CONSIGNE 1: D'après le passage choisi, par qui le sionisme a-t-il été inventé ?
CONSIGNE 2: Reformulez plus brièvement le paragraphe du passage choisi qui commence par « Le sionisme est une idéologie politique récente, inventée », en gardant ses faits principaux.
CONSIGNE 3: Résumez le passage choisi en deux phrases.

Juifs et antisionistes

par Malpensant
vendredi 8 janvier 2010

Aujourd’hui l’antisionisme est une position politique diabolisée, suspectée d’être le cheval de troye d’un nouvel antisémitisme. Le sionisme n’est pourtant qu’une idéologie politique récente et colonialiste à laquelle adhèrent des juifs comme des non-juifs. L’amalgame antisionisme/antisémitisme n’est en fait qu’une nouvelle manoeuvre de terrorisme intellectuel visant à discréditer toute prise de position allant à l’encontre des intérêts d’un pays étranger : Israël.

Pour couper court définitivement à ce contresens, il est bon de se souvenir de ces juifs antisionistes qui se sont élevés ou s’élèvent encore contre la création d’un Etat d’Israël et sa politique raciste et colonialiste depuis 60 ans.

La propagande sioniste diffusée par les lobby pro-israéliens en France et dans le monde occidental parle rarement de l’apparition du sionisme et des controverses qu’il a suscitées chez les juifs du monde entier à l’époque.

Le sionisme est une idéologie politique récente, inventée par l’écrivain journaliste Theodor Herzl à la fin du XIXème siècle ayant pour but la création d’un foyer juif laïc quelque part dans le monde (à l’origine pas forcément en Palestine, d’autres possibilités étaient envisagées).

Avant même le premier congrès sioniste à Bâle en Suisse en 1897, la plupart des rabbins condamnaient sans ambiguïté le sionisme. Voici la résolution adoptée à la conférence des rabbins américains en 1869 :

Le but messianique d’Israël n’est pas la restauration de l’ancien Etat juif(...), ce qui impliquerait une deuxième séparation d’avec les autres nations mais l’union de tous les enfants de Dieu qui confessent le Dieu unique, afin que soit réalisée l’unité de toutes les créature douées de raison, et leurs aspirations à la sanctification morale.

De même en 1885 lors de la conférence de Pittsburg aux USA :

Nous ne nous considérons plus comme une nation, mais comme une communauté religieuse. Nous ne sommes donc pas dans l’attente ni d’un retour en Palestine, ni d’un culte sacrificatoire sous l’administration des fils d’Aaron, ni d’une restauration d’aucune des lois concernant un Etat juif.

LISTE DES LIGNES:
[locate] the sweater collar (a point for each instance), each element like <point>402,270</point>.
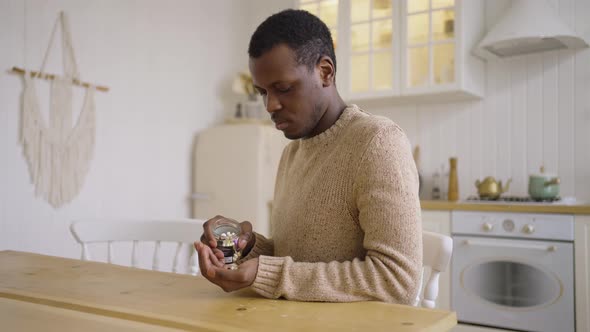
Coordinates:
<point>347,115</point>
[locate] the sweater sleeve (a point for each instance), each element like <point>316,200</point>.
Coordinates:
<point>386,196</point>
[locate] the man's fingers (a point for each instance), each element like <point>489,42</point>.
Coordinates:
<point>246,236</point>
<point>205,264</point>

--

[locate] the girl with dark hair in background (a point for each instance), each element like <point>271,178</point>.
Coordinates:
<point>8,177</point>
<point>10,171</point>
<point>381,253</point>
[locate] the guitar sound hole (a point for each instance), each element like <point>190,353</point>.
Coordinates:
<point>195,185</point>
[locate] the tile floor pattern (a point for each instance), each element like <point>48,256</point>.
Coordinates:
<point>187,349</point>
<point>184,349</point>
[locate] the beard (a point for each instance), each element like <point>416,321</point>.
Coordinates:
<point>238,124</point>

...

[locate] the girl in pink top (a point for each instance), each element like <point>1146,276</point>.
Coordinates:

RÉPONSE COMPLÈTE 1: Par l'écrivain journaliste Theodor Herzl, à la fin du XIXe siècle.

RÉPONSE COMPLÈTE 2: Le sionisme est une idéologie politique récente, créée par Theodor Herzl à la fin du XIXe siècle pour fonder un foyer juif laïc, qui à l'origine n'était pas forcément prévu en Palestine.

RÉPONSE COMPLÈTE 3: Le texte soutient que l'amalgame entre antisionisme et antisémitisme sert à discréditer toute prise de position contraire aux intérêts d'Israël, et présente le sionisme comme une idéologie récente inventée par Theodor Herzl à la fin du XIXe siècle. Il affirme que la plupart des rabbins condamnaient le sionisme avant le congrès de Bâle de 1897 et cite des résolutions de rabbins américains, en 1869 et en 1885 à Pittsburg, qui rejetaient la restauration d'un État juif.